## TEXT PASSAGE
+ + + + + + +
GitHub - zzangjinsun/MMDCE_RAL22: Park et al., Adaptive Cost Volume Fusion Network for Multi-Modal Depth Estimation in Changing Environments, RAL, 2022

Adaptive Cost Volume Fusion Network for Multi-Modal Depth Estimation in Changing Environments

Jinsun Park, Yongseop Jeong, Kyungdon Joo, Donghyeon Cho, and In So Kweon [* Equal Contribution]

IEEE Robotics and Automation Letters (RAL), Feb 2022

IEEE International Conference on Robotics and Automation (ICRA), May 2022

News

Nov. 2024: The official implementation is released.

Introduction

We propose an adaptive cost volume fusion algorithm, dubbed MMDNet, for multi-modal depth estimation in dynamic environments. Our method leverages measurements from multi-modal sensors to exploit their complementary characteristics, generating depth cues from each modality in the form of adaptive cost volumes using deep neural networks. The proposed adaptive cost volume takes into account sensor configurations and computational costs, addressing the imbalanced and redundant depth basis problem of conventional cost volumes. We further extend its role to a generalized depth representation and introduce a geometry-aware cost fusion algorithm. This unified and geometrically consistent depth representation facilitates accurate and efficient multi-modal sensor fusion, which is crucial for robustness in changing environments. To validate the proposed framework, we introduce a new Multi-Modal Depth in Changing Environments (MMDCE) dataset, collected using our own vehicular system equipped with RGB, NIR, and LiDAR sensors. Experimental results demonstrate that our method is robust, accurate, and reliable in diverse environmental conditions.

Experimental Results

Citation

Our paper is available in IEEE Xplore.

@article{park2022adaptive,
  title={Adaptive Cost Volume Fusion Network for Multi-Modal Depth Estimation in Changing Environments},
  author={Park, Jinsun and Jeong, Yongseop and Joo, Kyungdon and Cho, Donghyeon and Kweon, In So},
  journal={IEEE Robotics and Automation Letters},
  volume={7},
  number={2},
  pages={5095--5102},
  year={2022},
  publisher={IEEE}
}

Dependencies

Our released implementation is tested on:

Ubuntu 22.04
Python 3.12 (Anaconda 24.5)
PyTorch 2.3.1 / torchvision 0.18.1
NVIDIA CUDA 12.1 (pytorch-cuda 12.1)
NVIDIA RTX A6000 (48GB) x 2EA / NVIDIA RTX 4060 Ti (16GB) x 2EA

Dataset Preparation

KITTI Multi-Modal Depth (KITTI MMD) Dataset

Prepare the KITTI Multi-Modal Depth (KITTI MMD) dataset using the KITTI Depth Completion (KITTIDC) and KITTI Raw (KITTIRAW) datasets.

Stereo RGB, stereo grayscale, poses and calibrations from the KITTIRAW dataset are copied to the KITTIDC dataset.
+ + + + + + +
## JOB A
Report every line in the records below that contains the string "person", paying attention to case.
The text and the records have no connection to each other.

Records from a collection:
+ + + + + + +
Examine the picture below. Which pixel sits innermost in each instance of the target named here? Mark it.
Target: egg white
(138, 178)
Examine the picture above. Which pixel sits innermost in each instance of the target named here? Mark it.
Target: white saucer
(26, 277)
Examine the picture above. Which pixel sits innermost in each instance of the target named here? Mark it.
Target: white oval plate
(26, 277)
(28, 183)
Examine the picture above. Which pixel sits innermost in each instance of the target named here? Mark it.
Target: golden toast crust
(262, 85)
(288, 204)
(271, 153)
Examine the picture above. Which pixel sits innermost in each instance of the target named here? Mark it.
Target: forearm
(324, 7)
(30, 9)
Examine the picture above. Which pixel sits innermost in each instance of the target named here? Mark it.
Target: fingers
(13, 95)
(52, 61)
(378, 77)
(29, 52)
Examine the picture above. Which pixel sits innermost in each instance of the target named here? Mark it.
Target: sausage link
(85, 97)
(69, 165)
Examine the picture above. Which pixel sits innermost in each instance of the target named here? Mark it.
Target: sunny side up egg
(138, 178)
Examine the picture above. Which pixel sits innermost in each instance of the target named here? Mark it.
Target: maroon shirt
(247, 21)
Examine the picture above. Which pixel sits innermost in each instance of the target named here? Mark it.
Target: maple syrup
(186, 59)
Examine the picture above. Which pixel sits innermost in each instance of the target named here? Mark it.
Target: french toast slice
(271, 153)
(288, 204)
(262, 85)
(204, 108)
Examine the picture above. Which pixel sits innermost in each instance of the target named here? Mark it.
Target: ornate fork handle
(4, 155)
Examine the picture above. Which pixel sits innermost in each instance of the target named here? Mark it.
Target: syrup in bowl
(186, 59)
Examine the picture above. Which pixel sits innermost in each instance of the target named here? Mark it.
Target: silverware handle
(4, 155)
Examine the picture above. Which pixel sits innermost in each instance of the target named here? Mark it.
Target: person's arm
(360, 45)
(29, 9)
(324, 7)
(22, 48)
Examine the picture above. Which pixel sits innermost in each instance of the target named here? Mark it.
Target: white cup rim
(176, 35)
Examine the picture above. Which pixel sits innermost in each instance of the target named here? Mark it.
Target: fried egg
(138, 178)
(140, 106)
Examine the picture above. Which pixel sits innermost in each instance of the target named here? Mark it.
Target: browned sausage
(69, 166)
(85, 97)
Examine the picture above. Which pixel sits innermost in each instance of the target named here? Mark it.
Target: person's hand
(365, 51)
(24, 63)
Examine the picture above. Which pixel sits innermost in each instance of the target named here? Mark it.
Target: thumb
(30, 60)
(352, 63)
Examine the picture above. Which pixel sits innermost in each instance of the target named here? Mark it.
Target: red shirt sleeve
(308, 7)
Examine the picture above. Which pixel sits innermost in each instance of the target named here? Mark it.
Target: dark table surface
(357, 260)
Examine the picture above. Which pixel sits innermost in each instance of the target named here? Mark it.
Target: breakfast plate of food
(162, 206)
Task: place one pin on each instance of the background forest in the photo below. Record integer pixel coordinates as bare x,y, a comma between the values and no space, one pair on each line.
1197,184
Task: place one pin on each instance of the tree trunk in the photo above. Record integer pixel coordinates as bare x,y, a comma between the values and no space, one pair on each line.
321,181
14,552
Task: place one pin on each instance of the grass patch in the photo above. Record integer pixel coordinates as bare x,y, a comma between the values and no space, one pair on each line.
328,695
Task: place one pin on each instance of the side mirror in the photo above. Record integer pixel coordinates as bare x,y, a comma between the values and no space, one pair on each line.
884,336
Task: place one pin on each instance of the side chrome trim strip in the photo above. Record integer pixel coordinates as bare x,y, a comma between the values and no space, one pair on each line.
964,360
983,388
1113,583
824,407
+ + + + + + +
## JOB B
Pick up the text on multi-modal depth estimation from where it stops, and keep writing it.

## EXERCISE ANSWER A
Target: person's arm
Target: person's hand

## EXERCISE ANSWER B
$ cd utils
$ python prepare_KITTIMMD.py --path_dc KITTIDC_ROOT --path_raw KITTIRAW_ROOT

After some time, you will obtain a data structure as follows:

KITTIMMD Dataset Directory Tree (Click to Expand)

KITTIMMD_ROOT
├── devkit
│   └── ...
├── train
│   ├── 2011_09_26_drive_0001_sync
│   │   ├── calib_cam_to_cam.txt
│   │   ├── calib_imu_to_velo.txt
│   │   ├── calib_velo_to_cam.txt
│   │   ├── image_00
│   │   │   ├── timestamps.txt
│   │   │   └── data
│   │   │       ├── 0000000000.png
│   │   │       └── ...
│   │   ├── image_01
│   │   │   └── ...
│   │   ├── image_02
│   │   │   └── ...
│   │   ├── image_03
│   │   │   └── ...
│   │   ├── oxts
│   │   │   ├── dataformat.txt
│   │   │   ├── timestamps.txt
│   │   │   └── data
│   │   │       ├── 0000000000.txt
│   │   │       └── ...
│   │   └── proj_depth
│   │       ├── groundtruth
│   │       │   ├── image_00
│   │       │   │   ├── 0000000005.png
│   │       │   │   └── ...
│   │       │   ├── image_01
│   │       │   │   └── ...
│   │       │   ├── image_02
│   │       │   │   └── ...
│   │       │   └── image_03
│   │       │       └── ...
│   │       └── velodyne_raw
│   │           ├── image_00
│   │           │   ├── 0000000005.png
│   │           │   └── ...
│   │           ├── image_01
│   │           │   └── ...
│   │           ├── image_02
│   │           │   └── ...
│   │           └── image_03
│   │               └── ...
│   └── ...
├── val
│   ├── 2011_09_26_drive_0002_sync
│   │   ├── calib_cam_to_cam.txt
│   │   ├── calib_imu_to_velo.txt
│   │   ├── calib_velo_to_cam.txt
│   │   ├── image_00
│   │   │   ├── timestamps.txt
│   │   │   └── data
│   │   │       ├── 0000000000.png
│   │   │       └── ...
│   │   ├── image_01
│   │   │   └── ...
│   │   ├── image_02
│   │   │   └── ...
│   │   ├── image_03
│   │   │   └── ...
│   │   ├── oxts
│   │   │   ├── dataformat.txt
│   │   │   ├── timestamps.txt
│   │   │   └── data
│   │   │       ├── 0000000000.txt
│   │   │       └── ...
│   │   └── proj_depth
│   │       ├── groundtruth
│   │       │   ├── image_00
│   │       │   │   ├── 0000000005.png
│   │       │   │   └── ...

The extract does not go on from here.